» Source text
In April, she sang "God Bless America" before the start of NASCAR's Crown Royal Heath Calhoun 400 race at Richmond International Raceway. Decked out in stilettos, a silky ensemble, several strands of pearls and her Miss America crown, Cameron made heads turn as she walked through the garage and pit area. (Cameron only wears her crown at official Miss America functions, but she jokes that it would be nice to slip it on when she's standing in a long line for an amusement park ride.)
Tiny in frame — think size 0 and under 5-foot-5 — Cameron doesn't get flustered out in public. When a male NASCAR fan's hand slid a bit too far southward from her waist as a picture was being snapped, she cut a glance toward her tour manager but never flinched.
Still, it's obvious that she enjoys meeting Miss America fans, everyone from seniors to youngsters, taking the time to sign autographs and pose for photos. When asked to name her favorite NASCAR driver during a media session, she smiles and answers in appropriately evenhanded fashion, "As Miss America, I have to be diplomatic." Then with a wide grin and after a wait-for-it pause, she adds, "I hope the best racer wins and that it is a safe race."
Nat Jackson, Cameron's boyfriend of three years, stands in the background of the media room until Cameron leans on hism to slip off her heels and pull on a pair of gold-colored flats. Because many of her recent events have been in Virginia, including a stint as a guest conductor for the Richmond Symphony, he has gotten to see her several times. "I usually only get to see her once or twice a month," he says, noting that being Miss America's boyfriend really hasn't sunk in yet. "It's exciting for me. It does have its perks."
Now on a yearlong leave from VCU, Cameron plans to head back to school after her reign ends to get not only her bachelor's but also a master's degree. And of course she hopes that the education she's getting during her reign as Miss America will help open career doors for her. "The amount of people I get to meet and the [TV studios] I get to see are experiences I couldn't pay for," Cameron says.
As far as this Miss America's popularity goes, just ask the NASCAR fan who nearly toppled over a gate trying to text his wife so she could leave her seat in the stands and come get her photo taken with Cameron. Or his wife, who made the dash down the steps and across the track just in time.

» Data section
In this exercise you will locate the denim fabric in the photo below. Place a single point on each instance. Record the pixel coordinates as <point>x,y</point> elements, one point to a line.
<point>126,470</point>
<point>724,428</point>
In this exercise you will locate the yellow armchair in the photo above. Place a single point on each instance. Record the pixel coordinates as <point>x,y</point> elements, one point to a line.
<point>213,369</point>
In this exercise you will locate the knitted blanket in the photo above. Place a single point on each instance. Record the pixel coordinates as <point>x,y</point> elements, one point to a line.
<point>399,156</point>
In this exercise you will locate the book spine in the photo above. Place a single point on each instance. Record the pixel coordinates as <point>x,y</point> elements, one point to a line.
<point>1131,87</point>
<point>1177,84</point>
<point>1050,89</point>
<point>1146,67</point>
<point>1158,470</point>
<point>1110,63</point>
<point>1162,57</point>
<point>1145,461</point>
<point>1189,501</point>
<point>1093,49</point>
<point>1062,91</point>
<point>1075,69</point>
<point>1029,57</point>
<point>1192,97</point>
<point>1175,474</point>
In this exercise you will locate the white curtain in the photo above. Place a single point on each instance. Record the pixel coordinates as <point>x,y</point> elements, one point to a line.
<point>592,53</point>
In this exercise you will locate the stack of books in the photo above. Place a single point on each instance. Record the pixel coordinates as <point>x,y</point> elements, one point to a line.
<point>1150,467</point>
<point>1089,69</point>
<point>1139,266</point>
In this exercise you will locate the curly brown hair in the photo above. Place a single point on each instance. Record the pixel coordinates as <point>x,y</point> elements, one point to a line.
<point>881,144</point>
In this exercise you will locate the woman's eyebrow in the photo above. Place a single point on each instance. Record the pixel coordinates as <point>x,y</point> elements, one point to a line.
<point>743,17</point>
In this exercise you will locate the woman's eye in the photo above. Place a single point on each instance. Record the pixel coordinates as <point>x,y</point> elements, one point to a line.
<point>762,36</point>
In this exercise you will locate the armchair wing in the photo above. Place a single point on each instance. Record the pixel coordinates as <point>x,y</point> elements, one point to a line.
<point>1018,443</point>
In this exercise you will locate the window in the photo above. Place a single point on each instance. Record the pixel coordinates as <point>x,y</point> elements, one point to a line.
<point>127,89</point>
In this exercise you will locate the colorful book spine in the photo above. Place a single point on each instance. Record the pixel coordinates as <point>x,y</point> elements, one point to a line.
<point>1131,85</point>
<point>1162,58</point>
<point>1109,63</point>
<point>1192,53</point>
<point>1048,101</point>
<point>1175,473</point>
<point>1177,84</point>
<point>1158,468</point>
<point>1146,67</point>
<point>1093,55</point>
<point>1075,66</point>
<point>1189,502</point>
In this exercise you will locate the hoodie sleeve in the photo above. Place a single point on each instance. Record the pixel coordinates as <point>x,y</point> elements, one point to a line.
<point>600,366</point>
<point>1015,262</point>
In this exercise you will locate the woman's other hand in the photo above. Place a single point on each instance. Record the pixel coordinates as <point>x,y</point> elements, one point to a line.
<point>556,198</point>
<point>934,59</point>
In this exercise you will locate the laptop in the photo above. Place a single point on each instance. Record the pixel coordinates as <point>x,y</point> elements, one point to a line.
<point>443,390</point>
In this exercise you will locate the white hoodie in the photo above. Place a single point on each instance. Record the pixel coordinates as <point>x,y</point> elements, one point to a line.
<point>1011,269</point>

» Work request 1
Reproduce the Miss America profile word for word from "In April, she" to "amusement park ride.)".
» Work request 2
Using the Miss America profile, answer yes or no to each statement and quote the words that decide it: (a) Cameron wears her crown only at official Miss America functions. (b) Cameron named a favorite NASCAR driver during the media session. (c) After her reign, Cameron plans to earn only a bachelor's degree.
The rows have no connection to the Miss America profile.

» Response 1
In April, she sang "God Bless America" before the start of NASCAR's Crown Royal Heath Calhoun 400 race at Richmond International Raceway. Decked out in stilettos, a silky ensemble, several strands of pearls and her Miss America crown, Cameron made heads turn as she walked through the garage and pit area. (Cameron only wears her crown at official Miss America functions, but she jokes that it would be nice to slip it on when she's standing in a long line for an amusement park ride.)

» Response 2
(a) Yes: "Cameron only wears her crown at official Miss America functions"
(b) No: "As Miss America, I have to be diplomatic."
(c) No: "to get not only her bachelor's but also a master's degree"